## [Excerpt to read]
By my count, Cumming plays 15 of the play's 29 characters (the doctor and orderly play the doctor and waiting-gentlewoman, respectively, who watch Lady Macbeth/Cumming sleepwalking from the observation window above). Change of voice, posture, and various habits distinguish the characters. Banquo is ever playing with an apple, Macduff is a virile, humorless man even before the massacre at his castle, Malcolm is a doll Cumming finds in the ward, the Weird Sisters are truly weird. All the key scenes of the play are here. The only notable scene missing is the Porter's, and, frankly, its absence is the only demerit I give this production—the knocking on the door and Cumming as Porter were something to anticipate, and as he skipped over that scene it left me wanting.
Cumming's Macbeth is something paranoid even upon meeting the Weird Sisters in the first act, and he is very willing to accept the veracity of things supernatural. As such, a madness seems to be lurking in this Macbeth all along, and the Weird Sisters merely unshackle it. He does resist the voices he hears at first (for certain, Banquo hears them, too, but doesn't allow them to consume him), but eventually Macbeth opens the door into the darkest recesses of his mind and unleashes havoc.

## [Given records]
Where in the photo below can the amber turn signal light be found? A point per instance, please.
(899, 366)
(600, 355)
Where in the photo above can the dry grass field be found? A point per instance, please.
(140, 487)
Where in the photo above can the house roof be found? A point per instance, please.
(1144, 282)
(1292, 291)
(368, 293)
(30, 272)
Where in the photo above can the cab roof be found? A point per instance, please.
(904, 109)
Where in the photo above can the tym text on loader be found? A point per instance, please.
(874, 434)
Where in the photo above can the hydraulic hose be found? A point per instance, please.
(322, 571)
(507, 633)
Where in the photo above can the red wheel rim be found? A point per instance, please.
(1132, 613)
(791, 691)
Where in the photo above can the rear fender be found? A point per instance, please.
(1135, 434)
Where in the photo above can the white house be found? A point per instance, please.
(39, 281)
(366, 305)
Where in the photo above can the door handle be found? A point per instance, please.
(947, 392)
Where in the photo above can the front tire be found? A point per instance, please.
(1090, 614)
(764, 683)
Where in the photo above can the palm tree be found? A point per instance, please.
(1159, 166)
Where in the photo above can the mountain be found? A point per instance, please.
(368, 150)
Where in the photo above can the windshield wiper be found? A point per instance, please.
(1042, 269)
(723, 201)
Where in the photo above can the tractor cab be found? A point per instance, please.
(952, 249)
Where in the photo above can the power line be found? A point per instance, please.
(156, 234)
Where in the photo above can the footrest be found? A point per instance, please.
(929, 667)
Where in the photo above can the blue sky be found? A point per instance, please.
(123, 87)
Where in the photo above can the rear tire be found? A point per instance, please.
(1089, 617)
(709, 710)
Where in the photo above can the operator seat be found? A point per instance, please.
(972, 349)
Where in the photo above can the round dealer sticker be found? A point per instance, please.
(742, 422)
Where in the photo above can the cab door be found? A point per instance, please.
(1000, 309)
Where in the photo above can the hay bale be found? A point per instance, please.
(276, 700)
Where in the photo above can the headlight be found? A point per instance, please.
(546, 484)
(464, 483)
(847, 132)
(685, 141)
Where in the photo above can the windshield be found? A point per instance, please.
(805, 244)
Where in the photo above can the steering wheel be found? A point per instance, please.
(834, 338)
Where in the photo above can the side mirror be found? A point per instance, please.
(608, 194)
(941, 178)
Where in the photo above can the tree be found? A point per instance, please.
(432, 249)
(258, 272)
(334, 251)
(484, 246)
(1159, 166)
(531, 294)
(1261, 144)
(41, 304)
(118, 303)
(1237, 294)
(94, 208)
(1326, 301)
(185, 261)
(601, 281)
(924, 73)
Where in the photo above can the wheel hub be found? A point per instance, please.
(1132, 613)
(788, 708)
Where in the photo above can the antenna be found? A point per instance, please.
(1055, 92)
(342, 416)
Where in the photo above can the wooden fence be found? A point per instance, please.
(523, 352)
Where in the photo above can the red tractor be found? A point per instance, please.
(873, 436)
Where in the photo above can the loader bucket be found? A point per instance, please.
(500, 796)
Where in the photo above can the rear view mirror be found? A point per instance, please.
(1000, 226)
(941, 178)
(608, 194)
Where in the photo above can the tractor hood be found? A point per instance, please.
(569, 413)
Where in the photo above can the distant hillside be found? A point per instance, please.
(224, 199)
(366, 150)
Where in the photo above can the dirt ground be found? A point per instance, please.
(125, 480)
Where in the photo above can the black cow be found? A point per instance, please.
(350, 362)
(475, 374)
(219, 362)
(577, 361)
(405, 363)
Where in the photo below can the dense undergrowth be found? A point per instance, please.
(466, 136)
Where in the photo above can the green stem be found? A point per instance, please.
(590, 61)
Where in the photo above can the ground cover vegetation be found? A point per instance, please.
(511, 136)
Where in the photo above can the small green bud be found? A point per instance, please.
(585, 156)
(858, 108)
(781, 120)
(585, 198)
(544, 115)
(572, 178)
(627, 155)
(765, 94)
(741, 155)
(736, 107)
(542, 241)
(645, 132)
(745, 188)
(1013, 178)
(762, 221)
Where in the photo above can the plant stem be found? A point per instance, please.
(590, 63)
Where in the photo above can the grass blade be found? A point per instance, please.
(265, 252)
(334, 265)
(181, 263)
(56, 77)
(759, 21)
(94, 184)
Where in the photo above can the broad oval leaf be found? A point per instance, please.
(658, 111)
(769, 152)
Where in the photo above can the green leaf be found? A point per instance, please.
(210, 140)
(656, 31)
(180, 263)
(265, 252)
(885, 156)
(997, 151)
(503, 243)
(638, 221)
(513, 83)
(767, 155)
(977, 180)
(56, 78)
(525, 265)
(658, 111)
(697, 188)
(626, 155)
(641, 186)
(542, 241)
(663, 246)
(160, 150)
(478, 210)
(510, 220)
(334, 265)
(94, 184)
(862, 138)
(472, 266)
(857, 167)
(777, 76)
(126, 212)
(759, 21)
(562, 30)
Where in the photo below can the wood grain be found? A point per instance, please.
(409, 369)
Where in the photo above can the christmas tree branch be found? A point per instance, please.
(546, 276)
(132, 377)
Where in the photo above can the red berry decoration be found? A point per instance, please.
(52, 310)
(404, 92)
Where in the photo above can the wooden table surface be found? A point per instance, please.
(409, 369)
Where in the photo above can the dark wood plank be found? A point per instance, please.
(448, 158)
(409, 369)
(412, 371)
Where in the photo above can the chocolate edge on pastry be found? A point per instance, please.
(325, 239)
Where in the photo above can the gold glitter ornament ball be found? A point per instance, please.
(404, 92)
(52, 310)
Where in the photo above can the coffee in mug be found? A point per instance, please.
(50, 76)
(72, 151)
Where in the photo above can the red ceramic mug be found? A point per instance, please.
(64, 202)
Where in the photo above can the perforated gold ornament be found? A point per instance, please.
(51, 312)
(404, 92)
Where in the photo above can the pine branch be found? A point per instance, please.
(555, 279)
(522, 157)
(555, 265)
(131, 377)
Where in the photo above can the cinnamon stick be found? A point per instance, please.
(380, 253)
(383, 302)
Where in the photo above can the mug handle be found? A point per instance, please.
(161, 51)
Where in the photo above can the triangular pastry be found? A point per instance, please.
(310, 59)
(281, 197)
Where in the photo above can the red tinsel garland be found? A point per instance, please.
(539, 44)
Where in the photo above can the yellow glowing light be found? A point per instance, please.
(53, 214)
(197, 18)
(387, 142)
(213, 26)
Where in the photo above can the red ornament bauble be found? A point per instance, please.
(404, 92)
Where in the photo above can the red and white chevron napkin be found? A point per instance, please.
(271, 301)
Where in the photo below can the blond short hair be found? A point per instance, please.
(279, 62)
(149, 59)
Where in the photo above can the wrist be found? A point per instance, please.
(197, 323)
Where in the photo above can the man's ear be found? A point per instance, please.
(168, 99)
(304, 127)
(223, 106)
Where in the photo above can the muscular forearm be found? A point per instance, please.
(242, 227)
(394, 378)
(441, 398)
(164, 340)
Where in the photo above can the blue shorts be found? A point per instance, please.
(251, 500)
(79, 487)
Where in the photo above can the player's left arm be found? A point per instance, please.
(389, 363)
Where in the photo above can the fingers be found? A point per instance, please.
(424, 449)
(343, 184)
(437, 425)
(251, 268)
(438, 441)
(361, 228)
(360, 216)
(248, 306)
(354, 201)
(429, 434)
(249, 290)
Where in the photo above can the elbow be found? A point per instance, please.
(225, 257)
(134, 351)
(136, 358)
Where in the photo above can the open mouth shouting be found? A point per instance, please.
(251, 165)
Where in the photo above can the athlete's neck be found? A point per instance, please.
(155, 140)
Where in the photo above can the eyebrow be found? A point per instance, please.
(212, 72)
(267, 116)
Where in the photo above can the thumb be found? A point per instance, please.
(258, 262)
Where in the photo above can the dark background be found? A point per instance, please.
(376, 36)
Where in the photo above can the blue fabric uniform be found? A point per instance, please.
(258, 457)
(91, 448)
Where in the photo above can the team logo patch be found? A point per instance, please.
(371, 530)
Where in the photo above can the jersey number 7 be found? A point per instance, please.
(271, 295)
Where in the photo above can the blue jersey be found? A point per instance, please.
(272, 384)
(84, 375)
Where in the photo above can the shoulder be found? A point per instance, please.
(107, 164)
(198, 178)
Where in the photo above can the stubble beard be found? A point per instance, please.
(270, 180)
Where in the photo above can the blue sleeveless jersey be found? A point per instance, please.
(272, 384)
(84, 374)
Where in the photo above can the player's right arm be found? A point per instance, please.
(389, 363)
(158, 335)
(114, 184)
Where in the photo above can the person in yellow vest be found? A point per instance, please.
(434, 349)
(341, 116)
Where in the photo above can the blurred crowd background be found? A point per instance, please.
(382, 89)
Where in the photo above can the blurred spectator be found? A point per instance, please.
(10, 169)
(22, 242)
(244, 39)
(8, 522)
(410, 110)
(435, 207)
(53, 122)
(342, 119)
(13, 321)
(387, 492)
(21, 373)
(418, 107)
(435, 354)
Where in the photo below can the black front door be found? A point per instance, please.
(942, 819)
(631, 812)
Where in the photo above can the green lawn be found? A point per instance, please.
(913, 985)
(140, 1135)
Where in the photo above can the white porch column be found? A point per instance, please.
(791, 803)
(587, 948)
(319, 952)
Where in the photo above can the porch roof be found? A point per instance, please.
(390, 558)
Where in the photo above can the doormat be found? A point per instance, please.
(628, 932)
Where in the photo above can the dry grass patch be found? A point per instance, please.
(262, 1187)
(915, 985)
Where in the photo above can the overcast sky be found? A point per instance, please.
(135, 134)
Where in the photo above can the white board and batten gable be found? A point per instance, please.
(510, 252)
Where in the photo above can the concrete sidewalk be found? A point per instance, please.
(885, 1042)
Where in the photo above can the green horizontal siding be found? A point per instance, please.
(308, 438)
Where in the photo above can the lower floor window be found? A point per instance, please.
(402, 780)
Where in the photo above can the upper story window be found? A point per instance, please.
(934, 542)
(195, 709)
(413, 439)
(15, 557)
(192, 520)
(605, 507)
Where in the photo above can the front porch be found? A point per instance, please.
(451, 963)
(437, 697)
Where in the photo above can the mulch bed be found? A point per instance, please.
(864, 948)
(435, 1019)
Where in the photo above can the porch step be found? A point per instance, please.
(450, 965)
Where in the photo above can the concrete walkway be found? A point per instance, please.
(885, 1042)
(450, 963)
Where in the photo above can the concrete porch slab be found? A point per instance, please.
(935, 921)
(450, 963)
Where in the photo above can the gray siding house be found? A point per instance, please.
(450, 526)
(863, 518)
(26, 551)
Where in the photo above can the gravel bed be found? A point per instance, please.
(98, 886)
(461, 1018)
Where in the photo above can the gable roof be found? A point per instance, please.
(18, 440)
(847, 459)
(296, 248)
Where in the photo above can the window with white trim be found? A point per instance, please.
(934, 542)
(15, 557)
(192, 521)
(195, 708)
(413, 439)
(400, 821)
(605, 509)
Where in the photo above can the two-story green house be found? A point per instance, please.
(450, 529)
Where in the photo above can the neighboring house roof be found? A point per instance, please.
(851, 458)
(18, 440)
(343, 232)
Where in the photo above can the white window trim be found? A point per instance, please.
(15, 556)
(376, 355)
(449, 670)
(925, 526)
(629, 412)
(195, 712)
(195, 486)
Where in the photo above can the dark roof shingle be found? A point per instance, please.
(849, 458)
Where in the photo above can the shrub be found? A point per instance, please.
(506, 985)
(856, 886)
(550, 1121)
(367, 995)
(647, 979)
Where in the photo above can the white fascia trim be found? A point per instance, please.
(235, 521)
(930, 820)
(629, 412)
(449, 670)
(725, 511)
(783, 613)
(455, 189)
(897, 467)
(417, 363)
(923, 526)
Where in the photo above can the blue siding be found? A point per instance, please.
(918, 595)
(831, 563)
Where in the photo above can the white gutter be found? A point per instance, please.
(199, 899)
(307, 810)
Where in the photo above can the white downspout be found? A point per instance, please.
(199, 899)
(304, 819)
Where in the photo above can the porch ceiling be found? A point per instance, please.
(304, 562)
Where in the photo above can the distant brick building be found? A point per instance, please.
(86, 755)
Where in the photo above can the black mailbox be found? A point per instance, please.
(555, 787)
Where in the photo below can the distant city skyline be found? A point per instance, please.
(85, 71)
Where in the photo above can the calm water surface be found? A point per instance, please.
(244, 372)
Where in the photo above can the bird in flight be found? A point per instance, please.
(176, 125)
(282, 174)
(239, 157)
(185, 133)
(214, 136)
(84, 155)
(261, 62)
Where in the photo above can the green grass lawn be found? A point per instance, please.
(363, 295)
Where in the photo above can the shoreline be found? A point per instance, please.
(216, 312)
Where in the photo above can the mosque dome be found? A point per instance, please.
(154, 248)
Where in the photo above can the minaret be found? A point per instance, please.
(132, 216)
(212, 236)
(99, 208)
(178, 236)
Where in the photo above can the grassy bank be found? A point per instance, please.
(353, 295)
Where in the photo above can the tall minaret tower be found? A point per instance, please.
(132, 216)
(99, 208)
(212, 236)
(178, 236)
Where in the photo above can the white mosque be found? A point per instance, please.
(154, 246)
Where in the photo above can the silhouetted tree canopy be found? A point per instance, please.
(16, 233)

## [Required action 1]
According to the Macbeth review, which scene is the only notable one missing from the production?
## [Required action 2]
For each statement, say yes or no to whether it agrees with the Macbeth review, and quote the words from the review that decide it.
(a) Banquo is always playing with an apple.
(b) Cumming plays all of the play's characters.
(c) Banquo does not hear the voices that Macbeth hears.
## [Required action 3]
Continue the Macbeth review from where it stops.

## [Exercise response 1]
The Porter's scene.

## [Exercise response 2]
(a) Yes: "Banquo is ever playing with an apple"
(b) No: "Cumming plays 15 of the play's 29 characters"
(c) No: "for certain, Banquo hears them, too"

## [Exercise response 3]
Lady Macbeth is Cumming's greatest revelation. She reads the letter from her lord while taking a bath, and even in this solitude she's flirtatious. The "unsex me here" speech is, ironically, filled with sexual passion, and when the Macbeths discuss the murder, they do so while making love. "Screw your courage to the sticking place," she says, and applies her metaphor literally.
To call Cumming's show a tour de force performance is really an understatement. He has crafted a play of a play that moves on three levels: the actor playing a man trying to come to grips with his insanity performing a play that delves into mankind's insanity. That there are no answers here or there, now or then, is disturbing. That Cumming takes this double-edged journey is cathartic. That he puts his figurative cojones on stage for us is a gift of his gifts.